[BEGIN Task inputs]

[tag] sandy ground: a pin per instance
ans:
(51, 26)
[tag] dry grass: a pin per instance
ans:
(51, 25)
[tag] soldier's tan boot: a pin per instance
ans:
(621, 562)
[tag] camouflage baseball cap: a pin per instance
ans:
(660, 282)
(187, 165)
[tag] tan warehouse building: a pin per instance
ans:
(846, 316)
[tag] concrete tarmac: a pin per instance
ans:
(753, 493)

[END Task inputs]

Give every line of the records above as a JSON list of strings, one string per line, with blank lines left out.

Finished answer.
[
  "[tag] sandy ground: a pin per instance",
  "ans:",
  "(51, 26)",
  "[tag] dry grass: a pin per instance",
  "ans:",
  "(51, 25)",
  "[tag] soldier's tan boot: a pin per instance",
  "ans:",
  "(621, 562)",
  "[tag] camouflage baseball cap: a pin per instance",
  "ans:",
  "(660, 282)",
  "(187, 165)",
  "[tag] tan warehouse building: a pin per instance",
  "ans:",
  "(846, 316)",
  "[tag] concrete tarmac: a pin per instance",
  "ans:",
  "(753, 493)"
]